(Study material begins)

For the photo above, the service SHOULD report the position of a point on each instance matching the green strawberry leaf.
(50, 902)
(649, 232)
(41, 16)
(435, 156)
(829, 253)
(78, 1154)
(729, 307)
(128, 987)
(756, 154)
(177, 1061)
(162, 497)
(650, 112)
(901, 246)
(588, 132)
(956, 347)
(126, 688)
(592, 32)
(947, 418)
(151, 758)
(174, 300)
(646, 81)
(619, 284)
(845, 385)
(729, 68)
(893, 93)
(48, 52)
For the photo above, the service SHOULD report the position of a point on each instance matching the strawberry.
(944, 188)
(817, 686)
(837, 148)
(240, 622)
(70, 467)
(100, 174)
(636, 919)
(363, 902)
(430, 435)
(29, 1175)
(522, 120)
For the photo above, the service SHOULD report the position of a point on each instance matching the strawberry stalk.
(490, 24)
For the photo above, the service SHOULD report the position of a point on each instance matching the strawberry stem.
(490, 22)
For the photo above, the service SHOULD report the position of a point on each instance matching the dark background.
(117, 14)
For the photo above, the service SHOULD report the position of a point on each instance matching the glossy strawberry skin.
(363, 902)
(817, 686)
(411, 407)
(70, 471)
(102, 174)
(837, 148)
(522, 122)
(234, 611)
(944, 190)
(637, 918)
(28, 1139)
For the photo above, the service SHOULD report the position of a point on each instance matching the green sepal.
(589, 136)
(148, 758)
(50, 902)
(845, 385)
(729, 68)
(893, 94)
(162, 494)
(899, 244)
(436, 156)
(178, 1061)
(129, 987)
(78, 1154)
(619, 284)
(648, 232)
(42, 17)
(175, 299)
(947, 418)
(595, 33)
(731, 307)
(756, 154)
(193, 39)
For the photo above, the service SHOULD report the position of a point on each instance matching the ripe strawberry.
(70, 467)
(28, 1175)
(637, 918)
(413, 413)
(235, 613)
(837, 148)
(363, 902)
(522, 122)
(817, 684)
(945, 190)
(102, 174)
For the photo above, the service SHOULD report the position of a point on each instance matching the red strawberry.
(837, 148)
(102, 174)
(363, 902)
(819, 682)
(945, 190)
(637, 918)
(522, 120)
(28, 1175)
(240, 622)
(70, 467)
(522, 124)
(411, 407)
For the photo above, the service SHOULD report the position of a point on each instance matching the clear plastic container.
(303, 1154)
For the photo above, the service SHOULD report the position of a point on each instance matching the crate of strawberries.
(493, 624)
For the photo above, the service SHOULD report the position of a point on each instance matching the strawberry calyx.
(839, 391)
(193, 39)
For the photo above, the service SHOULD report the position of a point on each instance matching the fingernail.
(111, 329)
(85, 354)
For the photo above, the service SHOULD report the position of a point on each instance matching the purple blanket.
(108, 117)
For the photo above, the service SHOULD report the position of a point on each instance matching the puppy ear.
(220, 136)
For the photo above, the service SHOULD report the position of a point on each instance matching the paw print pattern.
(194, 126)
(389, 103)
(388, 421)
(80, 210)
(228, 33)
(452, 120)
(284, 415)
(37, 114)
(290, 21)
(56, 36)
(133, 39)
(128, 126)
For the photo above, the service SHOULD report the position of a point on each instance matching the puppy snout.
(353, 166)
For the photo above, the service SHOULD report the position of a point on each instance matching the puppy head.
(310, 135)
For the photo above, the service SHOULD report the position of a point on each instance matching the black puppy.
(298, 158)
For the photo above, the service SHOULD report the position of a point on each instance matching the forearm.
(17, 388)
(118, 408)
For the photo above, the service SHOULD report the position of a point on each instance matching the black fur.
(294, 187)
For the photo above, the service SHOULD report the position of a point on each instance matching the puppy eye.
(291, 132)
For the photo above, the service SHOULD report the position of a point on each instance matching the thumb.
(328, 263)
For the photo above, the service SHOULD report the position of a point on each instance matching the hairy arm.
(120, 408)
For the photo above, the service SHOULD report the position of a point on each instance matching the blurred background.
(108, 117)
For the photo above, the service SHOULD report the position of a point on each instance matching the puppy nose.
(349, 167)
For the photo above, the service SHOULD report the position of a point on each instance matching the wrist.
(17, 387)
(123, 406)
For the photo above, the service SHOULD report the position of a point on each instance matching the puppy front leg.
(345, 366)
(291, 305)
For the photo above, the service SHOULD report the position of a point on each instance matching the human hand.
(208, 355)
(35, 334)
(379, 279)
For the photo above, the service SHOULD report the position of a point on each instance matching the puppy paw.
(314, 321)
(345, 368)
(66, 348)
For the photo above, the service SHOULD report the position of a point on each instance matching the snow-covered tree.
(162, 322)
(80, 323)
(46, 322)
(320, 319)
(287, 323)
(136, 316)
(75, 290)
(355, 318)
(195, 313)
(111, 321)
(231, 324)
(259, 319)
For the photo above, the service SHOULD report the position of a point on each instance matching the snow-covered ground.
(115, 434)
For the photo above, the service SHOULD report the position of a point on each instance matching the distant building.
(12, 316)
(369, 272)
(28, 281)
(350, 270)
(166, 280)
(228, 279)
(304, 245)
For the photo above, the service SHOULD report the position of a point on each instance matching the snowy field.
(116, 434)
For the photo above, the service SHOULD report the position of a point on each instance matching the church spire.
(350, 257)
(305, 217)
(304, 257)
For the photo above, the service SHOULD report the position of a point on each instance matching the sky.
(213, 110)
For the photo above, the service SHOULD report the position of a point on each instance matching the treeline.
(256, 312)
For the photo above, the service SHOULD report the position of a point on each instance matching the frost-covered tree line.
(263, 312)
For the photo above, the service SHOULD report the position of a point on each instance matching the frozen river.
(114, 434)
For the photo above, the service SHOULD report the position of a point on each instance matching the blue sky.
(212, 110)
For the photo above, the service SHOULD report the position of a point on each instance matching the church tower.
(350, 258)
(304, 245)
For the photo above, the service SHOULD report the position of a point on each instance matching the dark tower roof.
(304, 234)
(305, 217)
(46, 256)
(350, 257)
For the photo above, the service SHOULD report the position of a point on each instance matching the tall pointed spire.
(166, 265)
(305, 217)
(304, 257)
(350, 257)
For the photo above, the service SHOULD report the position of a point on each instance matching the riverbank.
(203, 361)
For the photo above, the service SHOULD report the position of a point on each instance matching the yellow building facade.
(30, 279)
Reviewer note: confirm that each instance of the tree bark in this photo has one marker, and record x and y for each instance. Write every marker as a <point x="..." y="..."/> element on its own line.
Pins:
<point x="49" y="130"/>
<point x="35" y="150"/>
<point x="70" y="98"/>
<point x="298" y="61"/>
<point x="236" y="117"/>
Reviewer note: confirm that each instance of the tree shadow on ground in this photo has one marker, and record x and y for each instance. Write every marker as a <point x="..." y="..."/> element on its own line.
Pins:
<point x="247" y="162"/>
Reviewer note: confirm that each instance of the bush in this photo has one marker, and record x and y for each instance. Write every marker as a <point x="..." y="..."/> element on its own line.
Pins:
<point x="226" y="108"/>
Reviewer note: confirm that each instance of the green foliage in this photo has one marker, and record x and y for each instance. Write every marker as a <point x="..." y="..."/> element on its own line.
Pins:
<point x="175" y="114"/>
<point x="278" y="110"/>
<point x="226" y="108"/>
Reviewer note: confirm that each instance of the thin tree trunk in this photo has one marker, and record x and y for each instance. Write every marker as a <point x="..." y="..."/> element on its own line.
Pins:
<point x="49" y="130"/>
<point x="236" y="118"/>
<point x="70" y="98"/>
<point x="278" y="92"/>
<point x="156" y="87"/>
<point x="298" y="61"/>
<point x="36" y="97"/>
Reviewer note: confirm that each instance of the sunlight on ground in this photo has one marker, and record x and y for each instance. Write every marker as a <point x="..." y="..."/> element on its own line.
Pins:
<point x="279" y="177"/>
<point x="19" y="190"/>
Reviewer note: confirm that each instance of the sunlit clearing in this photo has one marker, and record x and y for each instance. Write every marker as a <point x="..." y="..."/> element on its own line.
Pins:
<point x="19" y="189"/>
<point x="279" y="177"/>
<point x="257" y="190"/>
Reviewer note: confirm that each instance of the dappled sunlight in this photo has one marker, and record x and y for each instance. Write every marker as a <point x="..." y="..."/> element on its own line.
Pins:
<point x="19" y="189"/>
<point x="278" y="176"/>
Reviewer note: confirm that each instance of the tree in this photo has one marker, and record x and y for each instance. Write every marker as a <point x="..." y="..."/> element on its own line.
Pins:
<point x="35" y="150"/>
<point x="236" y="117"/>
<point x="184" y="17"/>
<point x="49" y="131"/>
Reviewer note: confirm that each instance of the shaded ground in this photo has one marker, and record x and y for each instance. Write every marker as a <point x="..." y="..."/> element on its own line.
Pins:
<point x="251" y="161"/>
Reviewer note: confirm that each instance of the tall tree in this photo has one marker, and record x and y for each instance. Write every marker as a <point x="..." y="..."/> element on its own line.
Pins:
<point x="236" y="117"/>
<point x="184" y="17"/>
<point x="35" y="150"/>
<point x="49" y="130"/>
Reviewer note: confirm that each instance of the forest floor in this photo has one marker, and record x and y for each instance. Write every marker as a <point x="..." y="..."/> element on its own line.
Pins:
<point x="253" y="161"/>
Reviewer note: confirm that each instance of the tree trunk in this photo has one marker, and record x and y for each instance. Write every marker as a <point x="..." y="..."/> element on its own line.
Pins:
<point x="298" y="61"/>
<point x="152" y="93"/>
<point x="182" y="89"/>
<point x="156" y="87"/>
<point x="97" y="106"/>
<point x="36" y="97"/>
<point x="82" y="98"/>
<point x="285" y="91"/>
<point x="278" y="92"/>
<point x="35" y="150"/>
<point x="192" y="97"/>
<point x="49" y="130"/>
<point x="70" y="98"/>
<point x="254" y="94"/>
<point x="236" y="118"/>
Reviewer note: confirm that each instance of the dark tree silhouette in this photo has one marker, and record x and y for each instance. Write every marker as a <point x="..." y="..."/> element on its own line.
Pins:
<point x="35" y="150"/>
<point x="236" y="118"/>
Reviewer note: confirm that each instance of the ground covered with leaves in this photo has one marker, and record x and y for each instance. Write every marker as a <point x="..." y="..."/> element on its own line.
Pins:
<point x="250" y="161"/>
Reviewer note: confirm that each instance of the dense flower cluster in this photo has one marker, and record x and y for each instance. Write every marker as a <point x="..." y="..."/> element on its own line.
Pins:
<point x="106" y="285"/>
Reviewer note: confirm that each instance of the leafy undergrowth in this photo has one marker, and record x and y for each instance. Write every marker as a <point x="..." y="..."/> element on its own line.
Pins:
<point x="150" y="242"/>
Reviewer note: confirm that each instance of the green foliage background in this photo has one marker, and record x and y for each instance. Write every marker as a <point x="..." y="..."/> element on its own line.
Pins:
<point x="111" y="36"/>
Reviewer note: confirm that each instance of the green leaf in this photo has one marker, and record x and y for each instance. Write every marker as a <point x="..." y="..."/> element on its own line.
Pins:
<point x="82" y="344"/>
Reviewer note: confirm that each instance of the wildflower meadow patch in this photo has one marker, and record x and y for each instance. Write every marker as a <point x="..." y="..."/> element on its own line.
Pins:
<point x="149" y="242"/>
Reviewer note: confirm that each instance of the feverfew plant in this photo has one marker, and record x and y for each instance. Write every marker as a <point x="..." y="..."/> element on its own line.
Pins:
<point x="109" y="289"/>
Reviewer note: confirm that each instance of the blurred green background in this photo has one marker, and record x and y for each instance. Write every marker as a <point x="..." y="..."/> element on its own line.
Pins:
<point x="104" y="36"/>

(Study material ends)

Set out exactly the run of lines that begins at the line holding "Reviewer note: confirm that each instance of the feverfew" and ends at the last line of the data.

Reviewer note: confirm that each instance of the feverfew plant in this photo has one marker, and record x and y for each instance. Write every marker as a <point x="..." y="..."/> element on its own line.
Pins:
<point x="109" y="289"/>
Reviewer note: confirm that each instance of the blurred green background in this photo has one marker, and record x and y for each instance. Write every marker as a <point x="..." y="..."/> element on its own line.
Pins:
<point x="104" y="36"/>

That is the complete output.